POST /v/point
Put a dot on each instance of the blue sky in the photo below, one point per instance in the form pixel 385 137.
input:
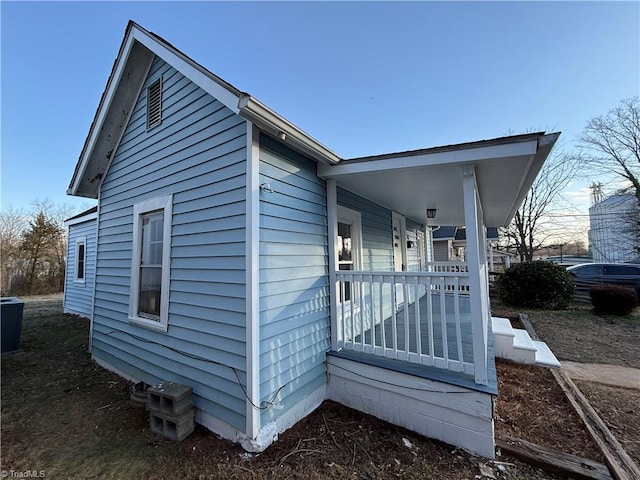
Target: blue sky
pixel 363 77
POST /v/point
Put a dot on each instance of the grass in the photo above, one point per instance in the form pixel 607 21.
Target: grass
pixel 577 334
pixel 66 416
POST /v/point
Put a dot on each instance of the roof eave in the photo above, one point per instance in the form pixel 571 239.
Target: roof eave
pixel 545 145
pixel 269 121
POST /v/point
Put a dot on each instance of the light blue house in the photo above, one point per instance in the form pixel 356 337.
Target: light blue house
pixel 81 261
pixel 238 255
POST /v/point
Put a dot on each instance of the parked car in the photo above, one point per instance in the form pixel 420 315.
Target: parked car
pixel 589 274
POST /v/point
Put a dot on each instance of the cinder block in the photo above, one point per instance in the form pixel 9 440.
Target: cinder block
pixel 173 427
pixel 169 398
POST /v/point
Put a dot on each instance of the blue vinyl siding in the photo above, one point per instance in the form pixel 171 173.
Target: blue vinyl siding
pixel 294 283
pixel 78 296
pixel 377 245
pixel 198 154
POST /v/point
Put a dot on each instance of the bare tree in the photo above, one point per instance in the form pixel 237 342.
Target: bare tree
pixel 12 224
pixel 611 143
pixel 33 249
pixel 533 225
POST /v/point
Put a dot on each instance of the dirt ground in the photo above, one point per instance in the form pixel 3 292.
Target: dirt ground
pixel 532 406
pixel 580 336
pixel 66 416
pixel 619 409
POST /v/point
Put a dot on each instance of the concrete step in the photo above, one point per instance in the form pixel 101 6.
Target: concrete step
pixel 544 355
pixel 502 336
pixel 523 349
pixel 501 326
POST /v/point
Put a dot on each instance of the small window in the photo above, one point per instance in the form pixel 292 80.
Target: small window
pixel 149 301
pixel 81 260
pixel 154 104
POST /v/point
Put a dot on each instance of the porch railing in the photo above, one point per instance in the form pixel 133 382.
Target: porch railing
pixel 419 317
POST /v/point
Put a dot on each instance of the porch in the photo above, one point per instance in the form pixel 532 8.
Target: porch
pixel 423 319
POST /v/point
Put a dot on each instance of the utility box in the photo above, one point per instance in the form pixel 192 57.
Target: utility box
pixel 10 323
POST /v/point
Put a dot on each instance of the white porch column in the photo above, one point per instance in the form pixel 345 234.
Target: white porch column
pixel 478 278
pixel 332 227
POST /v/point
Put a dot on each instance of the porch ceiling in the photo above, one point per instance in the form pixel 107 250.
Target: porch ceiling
pixel 411 182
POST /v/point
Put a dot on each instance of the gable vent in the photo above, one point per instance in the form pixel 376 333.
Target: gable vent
pixel 154 104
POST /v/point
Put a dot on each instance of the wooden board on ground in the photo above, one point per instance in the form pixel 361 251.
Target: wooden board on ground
pixel 552 460
pixel 619 462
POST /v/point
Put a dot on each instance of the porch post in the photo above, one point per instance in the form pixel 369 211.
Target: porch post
pixel 476 261
pixel 332 227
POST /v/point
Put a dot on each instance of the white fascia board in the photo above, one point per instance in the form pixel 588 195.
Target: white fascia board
pixel 463 156
pixel 258 113
pixel 96 127
pixel 86 218
pixel 189 70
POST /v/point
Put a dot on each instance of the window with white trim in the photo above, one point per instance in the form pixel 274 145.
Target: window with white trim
pixel 81 260
pixel 154 104
pixel 348 248
pixel 149 300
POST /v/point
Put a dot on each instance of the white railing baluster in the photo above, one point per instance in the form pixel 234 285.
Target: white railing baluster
pixel 378 301
pixel 443 320
pixel 456 309
pixel 432 351
pixel 394 326
pixel 405 311
pixel 416 289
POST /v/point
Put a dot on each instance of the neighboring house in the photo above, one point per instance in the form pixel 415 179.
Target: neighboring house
pixel 614 233
pixel 238 255
pixel 450 243
pixel 81 262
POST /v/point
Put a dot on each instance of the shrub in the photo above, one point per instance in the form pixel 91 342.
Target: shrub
pixel 613 299
pixel 538 284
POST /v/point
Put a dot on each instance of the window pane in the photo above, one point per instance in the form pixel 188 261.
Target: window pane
pixel 151 265
pixel 152 226
pixel 150 290
pixel 344 243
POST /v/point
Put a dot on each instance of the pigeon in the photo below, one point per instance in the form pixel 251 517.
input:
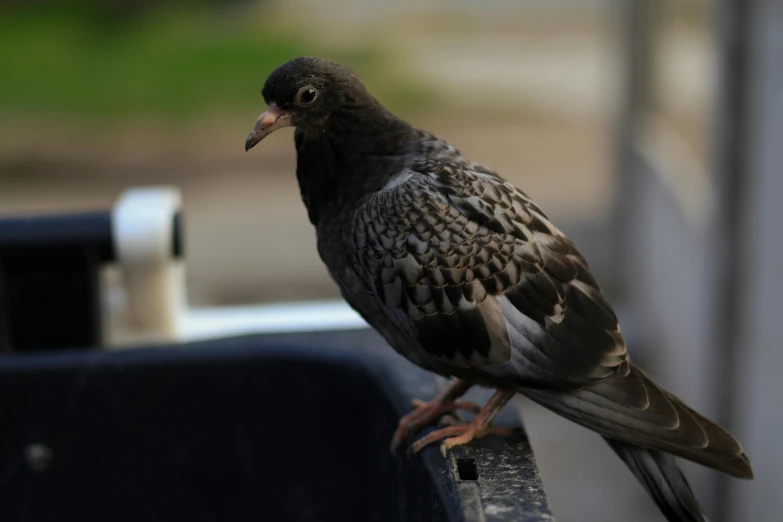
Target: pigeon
pixel 465 276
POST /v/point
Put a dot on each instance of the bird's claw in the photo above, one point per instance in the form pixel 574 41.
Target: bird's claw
pixel 426 413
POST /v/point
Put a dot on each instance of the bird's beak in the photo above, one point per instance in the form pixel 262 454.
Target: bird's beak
pixel 272 119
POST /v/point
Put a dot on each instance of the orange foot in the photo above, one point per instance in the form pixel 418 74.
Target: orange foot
pixel 462 433
pixel 426 413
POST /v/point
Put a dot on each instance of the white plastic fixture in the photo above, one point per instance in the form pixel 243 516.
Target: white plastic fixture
pixel 153 280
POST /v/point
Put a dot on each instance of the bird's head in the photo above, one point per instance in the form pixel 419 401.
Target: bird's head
pixel 304 93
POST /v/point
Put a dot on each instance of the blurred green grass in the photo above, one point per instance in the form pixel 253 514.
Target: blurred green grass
pixel 167 63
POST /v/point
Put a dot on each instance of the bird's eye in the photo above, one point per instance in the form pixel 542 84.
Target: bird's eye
pixel 307 95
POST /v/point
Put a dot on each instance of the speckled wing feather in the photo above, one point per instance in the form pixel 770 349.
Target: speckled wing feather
pixel 477 279
pixel 482 278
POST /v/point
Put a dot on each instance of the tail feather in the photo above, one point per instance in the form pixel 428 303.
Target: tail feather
pixel 629 407
pixel 663 480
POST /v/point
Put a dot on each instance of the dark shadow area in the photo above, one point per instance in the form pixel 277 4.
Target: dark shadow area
pixel 231 430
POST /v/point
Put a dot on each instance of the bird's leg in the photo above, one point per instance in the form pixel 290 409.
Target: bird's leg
pixel 426 413
pixel 462 433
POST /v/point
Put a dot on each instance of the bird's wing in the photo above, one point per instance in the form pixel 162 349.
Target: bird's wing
pixel 471 269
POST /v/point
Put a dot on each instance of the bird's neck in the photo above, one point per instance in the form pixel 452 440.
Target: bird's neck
pixel 353 154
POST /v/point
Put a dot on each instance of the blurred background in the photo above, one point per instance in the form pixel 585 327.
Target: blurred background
pixel 644 128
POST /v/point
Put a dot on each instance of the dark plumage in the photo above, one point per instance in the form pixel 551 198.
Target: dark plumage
pixel 465 276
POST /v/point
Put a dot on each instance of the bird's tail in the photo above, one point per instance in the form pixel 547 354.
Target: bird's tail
pixel 629 408
pixel 663 480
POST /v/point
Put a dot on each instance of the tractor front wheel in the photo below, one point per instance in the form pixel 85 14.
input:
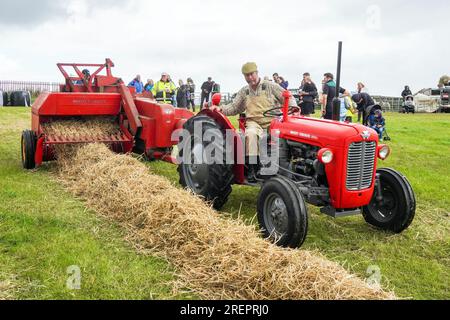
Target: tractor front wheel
pixel 394 210
pixel 282 213
pixel 28 144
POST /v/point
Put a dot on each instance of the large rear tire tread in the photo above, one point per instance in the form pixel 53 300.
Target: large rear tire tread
pixel 406 203
pixel 220 176
pixel 296 209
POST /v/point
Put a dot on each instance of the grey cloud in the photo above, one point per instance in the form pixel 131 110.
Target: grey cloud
pixel 29 13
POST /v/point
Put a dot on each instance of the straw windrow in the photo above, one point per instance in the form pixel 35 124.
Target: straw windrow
pixel 216 257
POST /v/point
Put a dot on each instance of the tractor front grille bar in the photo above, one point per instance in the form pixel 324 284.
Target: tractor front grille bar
pixel 360 165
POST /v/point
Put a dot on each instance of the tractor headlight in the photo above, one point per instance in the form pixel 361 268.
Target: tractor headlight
pixel 326 156
pixel 383 151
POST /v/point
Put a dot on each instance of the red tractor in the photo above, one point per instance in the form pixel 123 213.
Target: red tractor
pixel 325 163
pixel 332 165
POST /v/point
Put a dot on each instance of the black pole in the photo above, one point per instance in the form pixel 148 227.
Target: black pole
pixel 336 100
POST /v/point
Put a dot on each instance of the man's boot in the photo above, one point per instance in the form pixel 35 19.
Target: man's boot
pixel 252 169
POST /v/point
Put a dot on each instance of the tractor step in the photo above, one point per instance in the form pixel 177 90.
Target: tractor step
pixel 340 213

== == ==

Task details: Which lines of the entries above contain the word "ceiling"? Report each of them in full.

The response:
Put a dot on each instance of the porch ceiling in the photo above, one point per instance in the form pixel 107 250.
Target: porch ceiling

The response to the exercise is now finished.